-- AVAILABLE DATA follows --

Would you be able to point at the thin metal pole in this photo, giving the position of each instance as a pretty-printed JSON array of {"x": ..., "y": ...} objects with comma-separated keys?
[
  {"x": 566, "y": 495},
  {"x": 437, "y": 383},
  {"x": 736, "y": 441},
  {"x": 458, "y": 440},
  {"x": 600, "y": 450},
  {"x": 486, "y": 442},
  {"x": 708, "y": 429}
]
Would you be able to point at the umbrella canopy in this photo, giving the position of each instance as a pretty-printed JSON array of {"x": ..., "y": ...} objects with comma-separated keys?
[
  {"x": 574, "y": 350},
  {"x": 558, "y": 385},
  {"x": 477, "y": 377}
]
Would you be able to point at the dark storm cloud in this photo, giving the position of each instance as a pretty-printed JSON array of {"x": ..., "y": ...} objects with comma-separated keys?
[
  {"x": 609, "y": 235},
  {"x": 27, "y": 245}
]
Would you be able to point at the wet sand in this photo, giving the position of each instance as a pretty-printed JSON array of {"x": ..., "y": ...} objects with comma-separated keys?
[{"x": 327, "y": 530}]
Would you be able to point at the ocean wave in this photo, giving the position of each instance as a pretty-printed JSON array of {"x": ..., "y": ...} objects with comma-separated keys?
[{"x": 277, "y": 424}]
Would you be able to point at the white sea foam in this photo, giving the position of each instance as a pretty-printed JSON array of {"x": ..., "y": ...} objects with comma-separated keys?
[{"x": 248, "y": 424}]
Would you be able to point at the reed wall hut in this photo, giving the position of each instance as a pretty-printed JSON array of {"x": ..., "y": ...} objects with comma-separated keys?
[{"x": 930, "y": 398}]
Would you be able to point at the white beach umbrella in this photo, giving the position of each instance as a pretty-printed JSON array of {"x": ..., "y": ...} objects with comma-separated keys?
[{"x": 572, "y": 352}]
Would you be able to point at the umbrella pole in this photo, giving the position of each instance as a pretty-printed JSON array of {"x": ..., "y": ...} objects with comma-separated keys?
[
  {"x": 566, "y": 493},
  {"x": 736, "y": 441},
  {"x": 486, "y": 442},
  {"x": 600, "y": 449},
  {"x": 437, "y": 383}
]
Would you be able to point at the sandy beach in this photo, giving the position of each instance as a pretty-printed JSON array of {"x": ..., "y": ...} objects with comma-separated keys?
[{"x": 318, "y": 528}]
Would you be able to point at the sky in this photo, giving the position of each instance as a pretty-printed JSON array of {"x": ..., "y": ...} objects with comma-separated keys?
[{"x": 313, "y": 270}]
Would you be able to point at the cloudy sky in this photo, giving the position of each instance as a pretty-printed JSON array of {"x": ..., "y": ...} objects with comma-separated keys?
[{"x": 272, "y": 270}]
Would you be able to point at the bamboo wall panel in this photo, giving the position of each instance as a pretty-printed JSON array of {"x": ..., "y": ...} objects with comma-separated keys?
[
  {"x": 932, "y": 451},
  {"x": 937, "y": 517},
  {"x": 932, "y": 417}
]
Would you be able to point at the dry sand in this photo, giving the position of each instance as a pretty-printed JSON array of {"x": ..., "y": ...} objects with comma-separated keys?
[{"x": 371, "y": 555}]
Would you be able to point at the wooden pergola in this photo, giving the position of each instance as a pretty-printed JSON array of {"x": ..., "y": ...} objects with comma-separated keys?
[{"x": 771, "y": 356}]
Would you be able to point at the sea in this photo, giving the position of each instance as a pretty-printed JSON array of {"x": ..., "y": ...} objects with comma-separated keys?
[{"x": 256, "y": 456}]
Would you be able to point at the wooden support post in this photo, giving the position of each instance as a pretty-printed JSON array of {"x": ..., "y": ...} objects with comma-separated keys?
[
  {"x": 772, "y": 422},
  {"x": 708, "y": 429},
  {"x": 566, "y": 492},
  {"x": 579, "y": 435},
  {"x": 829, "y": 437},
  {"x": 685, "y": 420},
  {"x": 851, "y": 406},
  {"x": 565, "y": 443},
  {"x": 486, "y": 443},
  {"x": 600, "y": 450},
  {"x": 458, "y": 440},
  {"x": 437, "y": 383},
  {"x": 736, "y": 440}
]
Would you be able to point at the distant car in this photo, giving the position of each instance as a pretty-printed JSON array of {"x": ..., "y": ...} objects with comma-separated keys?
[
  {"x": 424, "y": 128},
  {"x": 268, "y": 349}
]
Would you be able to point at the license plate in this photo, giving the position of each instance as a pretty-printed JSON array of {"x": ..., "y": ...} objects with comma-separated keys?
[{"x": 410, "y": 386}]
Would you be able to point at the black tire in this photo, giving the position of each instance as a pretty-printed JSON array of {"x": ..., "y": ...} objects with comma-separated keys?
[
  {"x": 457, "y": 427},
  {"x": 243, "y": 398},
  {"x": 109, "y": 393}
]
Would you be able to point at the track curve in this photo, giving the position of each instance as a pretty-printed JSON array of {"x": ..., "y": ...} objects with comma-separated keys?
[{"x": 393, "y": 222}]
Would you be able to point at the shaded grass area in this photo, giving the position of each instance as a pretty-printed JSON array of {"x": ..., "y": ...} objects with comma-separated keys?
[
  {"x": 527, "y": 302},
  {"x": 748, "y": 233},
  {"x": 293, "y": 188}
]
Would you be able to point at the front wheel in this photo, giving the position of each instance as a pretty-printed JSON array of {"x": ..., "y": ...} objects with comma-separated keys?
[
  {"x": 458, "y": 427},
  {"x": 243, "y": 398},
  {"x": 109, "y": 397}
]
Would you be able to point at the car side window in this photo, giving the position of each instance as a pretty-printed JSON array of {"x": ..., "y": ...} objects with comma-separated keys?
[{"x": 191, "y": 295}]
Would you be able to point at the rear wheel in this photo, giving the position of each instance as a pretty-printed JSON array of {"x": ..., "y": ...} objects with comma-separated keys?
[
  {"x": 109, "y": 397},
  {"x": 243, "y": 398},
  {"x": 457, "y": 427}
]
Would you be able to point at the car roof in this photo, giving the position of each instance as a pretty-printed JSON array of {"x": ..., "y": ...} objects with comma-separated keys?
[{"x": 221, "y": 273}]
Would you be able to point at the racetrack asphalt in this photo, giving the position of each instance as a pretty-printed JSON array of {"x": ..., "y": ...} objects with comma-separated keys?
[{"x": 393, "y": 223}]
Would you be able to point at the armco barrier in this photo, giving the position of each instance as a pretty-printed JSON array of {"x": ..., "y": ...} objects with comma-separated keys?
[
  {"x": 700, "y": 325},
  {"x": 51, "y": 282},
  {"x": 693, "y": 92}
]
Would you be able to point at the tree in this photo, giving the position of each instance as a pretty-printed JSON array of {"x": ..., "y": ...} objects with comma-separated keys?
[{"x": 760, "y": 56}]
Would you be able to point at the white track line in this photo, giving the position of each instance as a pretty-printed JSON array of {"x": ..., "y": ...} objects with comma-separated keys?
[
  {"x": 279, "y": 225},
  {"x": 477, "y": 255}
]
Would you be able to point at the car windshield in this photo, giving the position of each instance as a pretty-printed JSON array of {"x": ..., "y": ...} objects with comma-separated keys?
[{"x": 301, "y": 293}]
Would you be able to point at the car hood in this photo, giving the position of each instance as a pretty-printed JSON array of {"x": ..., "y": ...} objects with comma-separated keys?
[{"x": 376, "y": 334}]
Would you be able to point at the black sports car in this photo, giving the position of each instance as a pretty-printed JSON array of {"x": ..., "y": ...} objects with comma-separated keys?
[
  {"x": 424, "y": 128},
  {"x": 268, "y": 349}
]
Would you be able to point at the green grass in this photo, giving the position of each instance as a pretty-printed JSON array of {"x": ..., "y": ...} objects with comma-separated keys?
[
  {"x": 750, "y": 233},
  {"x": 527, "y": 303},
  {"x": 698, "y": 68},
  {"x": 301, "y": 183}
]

-- AVAILABLE DATA concluded --

→ **INSTRUCTIONS TO FOLLOW**:
Go back to the listing above and please repeat it exactly.

→ **SOLUTION TO THIS TASK**:
Would you be able to point at the thin metal pole in this photo, giving the position of each instance as a pretty-printed JSON array of {"x": ..., "y": ...} objects with comma-separated keys?
[
  {"x": 566, "y": 495},
  {"x": 437, "y": 383},
  {"x": 736, "y": 441},
  {"x": 458, "y": 440},
  {"x": 600, "y": 450},
  {"x": 486, "y": 442},
  {"x": 708, "y": 429}
]
Would you be able to point at the umbrella canopy in this photo, giving the position of each instance as a pretty-printed JSON array of {"x": ..., "y": ...} objects with comma-separated keys?
[
  {"x": 574, "y": 350},
  {"x": 558, "y": 385},
  {"x": 477, "y": 377}
]
Would you be able to point at the dark storm cloud in this photo, giving the position of each instance as a pretty-printed JSON array of {"x": ..., "y": ...} objects with comma-separated keys?
[
  {"x": 609, "y": 235},
  {"x": 27, "y": 245}
]
Would you be able to point at the wet sand in this photo, giving the position of each instance as a pretty-printed JSON array of {"x": ..., "y": ...} objects with comma-separated keys?
[{"x": 327, "y": 530}]
Would you be able to point at the ocean wave in this photo, giving the position of each instance as a pretty-printed JSON array of {"x": ..., "y": ...} objects with comma-separated keys?
[{"x": 277, "y": 424}]
Would you be able to point at the white sea foam in this photo, giving the position of each instance as a pretty-printed JSON array of {"x": ..., "y": ...} objects with comma-separated keys?
[{"x": 248, "y": 424}]
Would you be able to point at the reed wall hut in this photo, giving the position of each instance as a pretty-printed JSON array of {"x": ..., "y": ...} objects with comma-separated keys?
[{"x": 930, "y": 398}]
Would you be able to point at the white beach umbrella in this photo, giving the position of each instance as a pretty-printed JSON array of {"x": ..., "y": ...} objects with comma-separated keys?
[{"x": 572, "y": 352}]
Would you be able to point at the umbrella pole in this photo, giving the position of each instance as a pretty-printed JSON array of {"x": ..., "y": ...} objects with comma-separated keys?
[
  {"x": 566, "y": 493},
  {"x": 736, "y": 441},
  {"x": 486, "y": 442},
  {"x": 600, "y": 449},
  {"x": 437, "y": 383}
]
Would you be able to point at the sandy beach in this photo, giving the position of each instance as a pretty-printed JSON array of {"x": ..., "y": ...} objects with comma-separated keys?
[{"x": 318, "y": 528}]
Would you be able to point at the sky in this photo, giving the position of each instance as a pretty-printed JSON array of {"x": ..., "y": ...} objects with comma-separated keys?
[{"x": 313, "y": 270}]
Would you be able to point at the cloudy sky in this photo, giving the position of each instance as a pretty-printed JSON array of {"x": ..., "y": ...} objects with comma-separated keys?
[{"x": 272, "y": 270}]
Would you be able to point at the bamboo wall panel in this photo, giving the position of each instance as a pretty-printed JSON array of {"x": ..., "y": ...} objects with comma-separated keys?
[
  {"x": 932, "y": 451},
  {"x": 937, "y": 517},
  {"x": 932, "y": 417}
]
Would you be able to point at the dry sand in this photo, giving the position of each instance as a pretty-printed JSON array of {"x": ..., "y": ...} objects with comma-separated keys?
[{"x": 371, "y": 555}]
Would you be able to point at the wooden pergola in this photo, giving the position of each instance as a pretty-printed JSON array of {"x": ..., "y": ...} objects with comma-separated keys?
[{"x": 771, "y": 356}]
Would you be able to point at the sea in this photo, giving the position of each instance as a pretty-printed JSON array of {"x": ..., "y": ...} objects with comma-separated keys?
[{"x": 256, "y": 456}]
Would you be able to point at the wooden support post in this photo, giving the position of each instance as a pretty-printed JSON array of {"x": ..., "y": ...} objects with comma-separated keys?
[
  {"x": 772, "y": 422},
  {"x": 708, "y": 429},
  {"x": 566, "y": 492},
  {"x": 579, "y": 435},
  {"x": 829, "y": 437},
  {"x": 685, "y": 420},
  {"x": 851, "y": 406},
  {"x": 565, "y": 443},
  {"x": 486, "y": 443},
  {"x": 600, "y": 450},
  {"x": 458, "y": 440},
  {"x": 437, "y": 383},
  {"x": 736, "y": 440}
]
Would you be able to point at the distant car in this photo, giving the position of each instance as a pretty-printed JSON array of {"x": ..., "y": ...} objects with comma-separated keys?
[
  {"x": 424, "y": 128},
  {"x": 268, "y": 349}
]
Would you be able to point at the license plate in this photo, giving the position of each instance as a pretty-printed JSON array of {"x": ..., "y": ...} objects with comma-separated keys?
[{"x": 410, "y": 386}]
Would you be able to point at the black tire in this photo, giving the position of each instance as a pretty-printed JSON array of {"x": ..., "y": ...} objects with comma-separated keys?
[
  {"x": 457, "y": 427},
  {"x": 243, "y": 398},
  {"x": 109, "y": 393}
]
Would you be able to point at the track curve in this photo, giving the position of each instance as a pretty-printed JSON array of {"x": ..., "y": ...} objects with comma-separated keys?
[{"x": 393, "y": 222}]
Would you be able to point at the shaded grass area in this photo, giving the position of each instance as a pretty-printed JSON array of {"x": ..., "y": ...} objects with comma-separated keys?
[
  {"x": 527, "y": 302},
  {"x": 748, "y": 233},
  {"x": 293, "y": 188}
]
Would you be able to point at the front wheel in this photo, giving the position of each instance as a pretty-printed JSON array of {"x": ..., "y": ...} objects with comma-separated keys?
[
  {"x": 458, "y": 427},
  {"x": 243, "y": 398},
  {"x": 109, "y": 397}
]
Would you be able to point at the car side window in this photo, giving the position of each instance as a pretty-printed JSON array of {"x": ..., "y": ...} objects with comma-separated keys?
[{"x": 191, "y": 295}]
Would you be able to point at the rear wheel in this photo, giving the position of each instance as a pretty-printed JSON array of {"x": ..., "y": ...} objects with comma-separated keys?
[
  {"x": 109, "y": 397},
  {"x": 243, "y": 398},
  {"x": 457, "y": 427}
]
Would you be able to point at the car roof in this photo, giving the position of each instance as a pretty-printed JSON array of {"x": ..., "y": ...} objects with comma-separated keys?
[{"x": 221, "y": 273}]
Would you be able to point at the racetrack asphalt in this photo, giving the position of each instance as a pretty-printed JSON array of {"x": ..., "y": ...} objects with comma-separated keys?
[{"x": 393, "y": 223}]
Would you be able to point at the armco barrier in this photo, giving the position of each instance as a pretty-printed JSON array of {"x": ..., "y": ...} objects with comma-separated keys?
[
  {"x": 700, "y": 325},
  {"x": 51, "y": 282},
  {"x": 693, "y": 92}
]
Would you be able to point at the tree in this photo, giving the position of each instance as a pretty-printed JSON array of {"x": ..., "y": ...} objects with comma-separated keys?
[{"x": 760, "y": 56}]
Would you be able to point at the white track line in this photo, giving the position of each instance as a pretty-printed JSON array of {"x": ..., "y": ...} objects with comma-separated keys?
[
  {"x": 279, "y": 225},
  {"x": 477, "y": 255}
]
Would you be able to point at the car windshield in this photo, giving the position of each instance as a pretty-printed JSON array of {"x": ..., "y": ...} objects with comma-separated keys?
[{"x": 301, "y": 293}]
Would you be able to point at the car hood in this photo, giving the position of each instance as a pretty-printed JSON array of {"x": ..., "y": ...} objects with comma-separated keys?
[{"x": 376, "y": 334}]
Would you be able to point at the black sports car in this photo, giving the position of each instance as a pretty-printed JSON array of {"x": ..., "y": ...} objects with comma-separated keys?
[
  {"x": 424, "y": 128},
  {"x": 268, "y": 349}
]
Would you be able to point at the green grass in this photo, giving the position of each instance as a pretty-printed JSON array of {"x": ..., "y": ...} objects with comma-separated keys?
[
  {"x": 750, "y": 233},
  {"x": 527, "y": 303},
  {"x": 698, "y": 68},
  {"x": 301, "y": 183}
]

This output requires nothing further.